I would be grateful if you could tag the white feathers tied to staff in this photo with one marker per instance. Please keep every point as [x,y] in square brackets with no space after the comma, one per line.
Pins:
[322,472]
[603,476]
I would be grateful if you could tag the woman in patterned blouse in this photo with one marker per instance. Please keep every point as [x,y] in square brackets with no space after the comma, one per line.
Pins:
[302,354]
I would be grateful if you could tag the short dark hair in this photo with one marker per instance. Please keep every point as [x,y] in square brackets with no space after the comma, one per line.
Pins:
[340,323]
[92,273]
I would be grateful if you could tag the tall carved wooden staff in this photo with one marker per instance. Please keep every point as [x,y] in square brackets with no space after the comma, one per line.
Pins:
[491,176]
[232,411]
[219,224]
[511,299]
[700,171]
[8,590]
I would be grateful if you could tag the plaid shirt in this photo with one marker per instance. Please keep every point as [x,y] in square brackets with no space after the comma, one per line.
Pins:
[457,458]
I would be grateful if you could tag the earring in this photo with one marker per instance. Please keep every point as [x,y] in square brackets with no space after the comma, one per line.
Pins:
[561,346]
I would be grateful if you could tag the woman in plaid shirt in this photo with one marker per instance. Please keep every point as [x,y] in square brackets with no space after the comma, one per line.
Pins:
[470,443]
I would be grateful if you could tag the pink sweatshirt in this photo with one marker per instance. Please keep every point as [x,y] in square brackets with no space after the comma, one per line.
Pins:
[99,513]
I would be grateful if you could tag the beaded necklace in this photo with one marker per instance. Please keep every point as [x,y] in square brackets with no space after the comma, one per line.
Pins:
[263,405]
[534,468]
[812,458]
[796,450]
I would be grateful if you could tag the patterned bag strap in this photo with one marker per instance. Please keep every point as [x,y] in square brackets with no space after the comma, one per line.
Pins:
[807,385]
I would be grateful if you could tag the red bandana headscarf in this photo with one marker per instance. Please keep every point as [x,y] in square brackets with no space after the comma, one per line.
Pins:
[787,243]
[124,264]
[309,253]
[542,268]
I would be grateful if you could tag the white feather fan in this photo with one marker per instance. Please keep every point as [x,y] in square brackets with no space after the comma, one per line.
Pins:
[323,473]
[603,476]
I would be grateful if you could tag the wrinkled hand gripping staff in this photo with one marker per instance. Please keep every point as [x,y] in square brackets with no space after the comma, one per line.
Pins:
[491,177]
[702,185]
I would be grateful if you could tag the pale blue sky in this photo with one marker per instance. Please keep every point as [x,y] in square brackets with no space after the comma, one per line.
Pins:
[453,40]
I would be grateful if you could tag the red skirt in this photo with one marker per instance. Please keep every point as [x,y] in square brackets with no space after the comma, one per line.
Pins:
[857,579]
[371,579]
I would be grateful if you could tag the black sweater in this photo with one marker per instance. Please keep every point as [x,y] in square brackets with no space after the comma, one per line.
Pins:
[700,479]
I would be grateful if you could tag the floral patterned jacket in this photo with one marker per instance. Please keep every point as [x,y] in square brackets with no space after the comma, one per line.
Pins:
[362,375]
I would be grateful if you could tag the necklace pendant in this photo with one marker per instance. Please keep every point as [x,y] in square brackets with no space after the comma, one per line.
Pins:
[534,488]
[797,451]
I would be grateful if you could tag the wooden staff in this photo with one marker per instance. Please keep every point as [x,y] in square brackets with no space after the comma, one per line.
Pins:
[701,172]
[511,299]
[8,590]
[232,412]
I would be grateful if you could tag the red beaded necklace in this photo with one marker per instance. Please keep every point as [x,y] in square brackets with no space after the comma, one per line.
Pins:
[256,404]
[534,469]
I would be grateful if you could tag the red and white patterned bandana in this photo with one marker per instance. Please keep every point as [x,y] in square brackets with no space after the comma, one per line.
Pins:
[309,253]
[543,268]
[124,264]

---

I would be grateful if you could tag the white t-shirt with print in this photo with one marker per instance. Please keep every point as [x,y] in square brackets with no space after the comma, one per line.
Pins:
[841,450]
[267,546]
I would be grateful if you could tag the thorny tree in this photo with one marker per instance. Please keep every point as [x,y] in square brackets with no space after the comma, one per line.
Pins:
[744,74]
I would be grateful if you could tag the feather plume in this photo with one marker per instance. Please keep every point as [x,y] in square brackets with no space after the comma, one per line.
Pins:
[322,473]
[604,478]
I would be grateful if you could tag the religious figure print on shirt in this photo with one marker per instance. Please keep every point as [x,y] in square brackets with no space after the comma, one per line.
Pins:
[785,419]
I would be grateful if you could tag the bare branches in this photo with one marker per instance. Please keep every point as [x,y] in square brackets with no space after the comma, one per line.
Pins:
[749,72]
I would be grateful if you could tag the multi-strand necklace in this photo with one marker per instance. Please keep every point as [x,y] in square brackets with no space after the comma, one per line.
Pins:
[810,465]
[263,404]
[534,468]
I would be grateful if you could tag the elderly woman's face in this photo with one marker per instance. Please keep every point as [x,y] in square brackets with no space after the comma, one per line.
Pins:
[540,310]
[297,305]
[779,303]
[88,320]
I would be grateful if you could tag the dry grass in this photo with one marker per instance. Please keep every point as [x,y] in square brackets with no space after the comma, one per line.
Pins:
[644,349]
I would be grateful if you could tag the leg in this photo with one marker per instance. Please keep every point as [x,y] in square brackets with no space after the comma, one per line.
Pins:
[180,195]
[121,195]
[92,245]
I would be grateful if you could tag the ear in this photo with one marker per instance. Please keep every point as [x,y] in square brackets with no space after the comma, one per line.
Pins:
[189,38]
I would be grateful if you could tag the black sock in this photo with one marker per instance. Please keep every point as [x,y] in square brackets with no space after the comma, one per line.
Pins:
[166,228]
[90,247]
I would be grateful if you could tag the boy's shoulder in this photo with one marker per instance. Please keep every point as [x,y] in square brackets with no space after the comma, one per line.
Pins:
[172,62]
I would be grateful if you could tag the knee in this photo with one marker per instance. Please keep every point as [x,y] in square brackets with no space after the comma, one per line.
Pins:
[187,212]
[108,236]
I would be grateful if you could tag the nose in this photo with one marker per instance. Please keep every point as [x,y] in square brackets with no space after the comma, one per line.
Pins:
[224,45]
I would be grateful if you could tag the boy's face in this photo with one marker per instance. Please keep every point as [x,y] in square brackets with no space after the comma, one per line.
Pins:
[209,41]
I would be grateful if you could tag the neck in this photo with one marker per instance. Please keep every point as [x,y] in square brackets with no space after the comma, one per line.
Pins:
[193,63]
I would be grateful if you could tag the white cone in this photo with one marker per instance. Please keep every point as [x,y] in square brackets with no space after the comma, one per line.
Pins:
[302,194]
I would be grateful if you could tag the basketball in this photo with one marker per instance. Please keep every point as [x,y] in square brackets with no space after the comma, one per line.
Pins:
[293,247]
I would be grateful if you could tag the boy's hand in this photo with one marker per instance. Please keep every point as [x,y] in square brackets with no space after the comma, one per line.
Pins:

◆ **EXERCISE GOAL**: Where in the records does the string "black" appear? Copy every line that has it.

◆ **RESPONSE TO THIS EXERCISE**:
I would be grateful if you could tag the black sweater in this photo with one marker per instance. Please keep every point as [x,y] in square brackets with no space after the comma, one per line.
I would be grateful if you could tag the black sock in this photo with one marker per instance. Please keep every point as [x,y] in square brackets with no space after the comma, one per line.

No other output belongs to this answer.